Signature Philip Glass – Angèle Dubeau et La Pietà

Sorti le 3 novembre 2023

Il y a quelques années, la violoniste Angèle Dubeau et son ensemble La Pietà avaient démarré une série d’albums consacrés à des compositeurs contemporains. La série Portraits a notamment mis de l’avant les compositions de Ludovico Einaudi, Arvo Pärt, Max Richter et Philip Glass. Dans le cas de Glass, l’album remonte à 2008, mais il restait beaucoup de répertoire qui n’avait pas encore été touché, menant à un autre album lui étant dédié, Signature Philip Glass.

Ce nouvel album laisse place à plusieurs pièces qui n’étaient pas faites pour grand ensemble à cordes, mais qui ont pour l’occasion été dotées d’arrangements sur mesure pour La Pietà. Aussi, contrairement à Philip Glass: Portrait, on n’inclut pas dans l’album des œuvres complètes, mais principalement des extraits plus marquants du répertoire de Glass. Cela donne une rétrospective intéressante de son œuvre.

C’est d’ailleurs sur Glassworks: I. Opening que s’ouvre cet album. Pièce à l’origine centrée sur le piano, elle a été arrangée pour laisser davantage de place à l’ensemble à cordes, contribuant à la rendre encore plus aérienne. Malgré sa longueur (on parle de plus de 7 minutes), la pièce reste un incontournable qui s’écoute sans se lasser.

On passe ensuite à un tout autre registre avec Symphony No. 3: Movement IV, cette fois beaucoup plus près des arrangements d’origine. On a tendance à penser à Glass pour ses morceaux minimalistes, mais celui-ci est beaucoup plus chargé et tendu. La version est convaincante, mais détonne un peu, surtout quand on vient de se laisser bercer par le premier mouvement de Glassworks! D’ailleurs, la suivante est Metamorphosis: II. Metamorphosis Two, Flowing, autre pièce minimaliste qui a eu droit à des arrangements pour cordes afin d’appuyer le piano. Notons qu’à partir du milieu de la pièce, l’intensité monte d’un cran, et l’effet est bien différent lorsque ce sont des violons qui se chargent de la montée plutôt que seulement le piano. Moins reposant, mais aussi très réussi!

Koyaanisqatsi, tirée de la bande sonore du film du même nom, part d’une version avec voix pour devenir entièrement instrumentale. La version d’Angèle Dubeau apporte une certaine finesse à l’œuvre, mais perd en même temps de ce qui faisait la force de l’original. Les différences sont plus légères dans Piano Quintet « Annunciation »: Pt. 1, qui passe simplement d’un arrangement pour quintette à un grand ensemble à cordes sans trop nous dépayser. On se laisse toutefois surprendre par la nouvelle version de Suite from Les Enfants Terribles: II. The Somnambulist, qui laisse beaucoup de place aux cordes alors qu’on a l’habitude d’entendre des versions solo au piano.

On a droit à 2 segments de A Brief History of Time: Signature, puis Utility No. 1. Si on trouve la première trop brève pour être pleinement appréciée, la seconde offre un arrangement berçant qui lui réussit très bien. On aime aussi beaucoup la version toute en douceur de Tea Time, de même que celle de Candyman Suite, nous faisant vite oublier qu’on a affaire à de la musique de film d’horreur, avec l’exception de la dernière minute dont l’intensité explose soudainement.

> _Consigne A_:
Citez mot pour mot la critique de l'album, de « Koyaanisqatsi, tirée de » à « solo au piano. ».
> _Consigne B_:
D'après la critique de l'album, pourquoi un nouvel album consacré à Philip Glass a-t-il été réalisé après celui de 2008 ? Répondez en une à trois phrases, s'il vous plaît.
> _Consigne C_:
Selon la critique de l'album, sur quelle pièce s'ouvre Signature Philip Glass ?

[Entrées de données recueillies]
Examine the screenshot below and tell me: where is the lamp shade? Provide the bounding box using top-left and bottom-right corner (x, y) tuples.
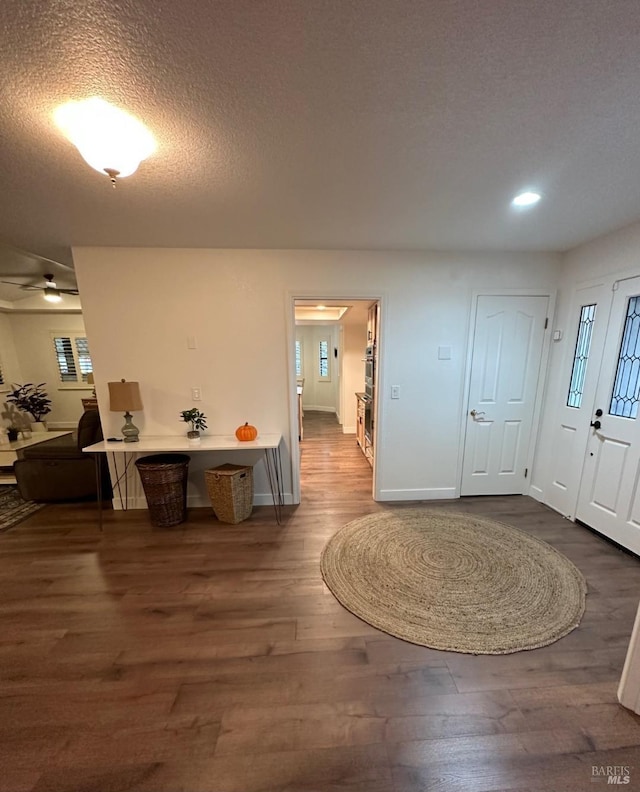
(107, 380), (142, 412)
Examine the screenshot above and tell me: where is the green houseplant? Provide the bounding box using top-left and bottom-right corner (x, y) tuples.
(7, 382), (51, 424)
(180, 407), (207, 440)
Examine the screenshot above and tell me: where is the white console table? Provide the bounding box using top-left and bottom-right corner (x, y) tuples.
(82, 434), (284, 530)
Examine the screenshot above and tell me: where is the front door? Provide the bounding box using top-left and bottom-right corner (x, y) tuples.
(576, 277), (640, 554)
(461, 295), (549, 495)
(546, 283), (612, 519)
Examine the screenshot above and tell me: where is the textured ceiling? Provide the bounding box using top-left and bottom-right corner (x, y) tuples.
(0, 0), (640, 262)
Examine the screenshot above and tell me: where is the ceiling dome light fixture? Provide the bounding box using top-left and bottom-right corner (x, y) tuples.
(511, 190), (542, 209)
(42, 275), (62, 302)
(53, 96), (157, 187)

> _Solution A_:
Koyaanisqatsi, tirée de la bande sonore du film du même nom, part d’une version avec voix pour devenir entièrement instrumentale. La version d’Angèle Dubeau apporte une certaine finesse à l’œuvre, mais perd en même temps de ce qui faisait la force de l’original. Les différences sont plus légères dans Piano Quintet « Annunciation »: Pt. 1, qui passe simplement d’un arrangement pour quintette à un grand ensemble à cordes sans trop nous dépayser. On se laisse toutefois surprendre par la nouvelle version de Suite from Les Enfants Terribles: II. The Somnambulist, qui laisse beaucoup de place aux cordes alors qu’on a l’habitude d’entendre des versions solo au piano.

> _Solution B_:
Il restait beaucoup de répertoire de Philip Glass qui n'avait pas encore été touché par l'album de 2008. Cela a mené à un autre album qui lui est dédié, Signature Philip Glass.

> _Solution C_:
Glassworks: I. Opening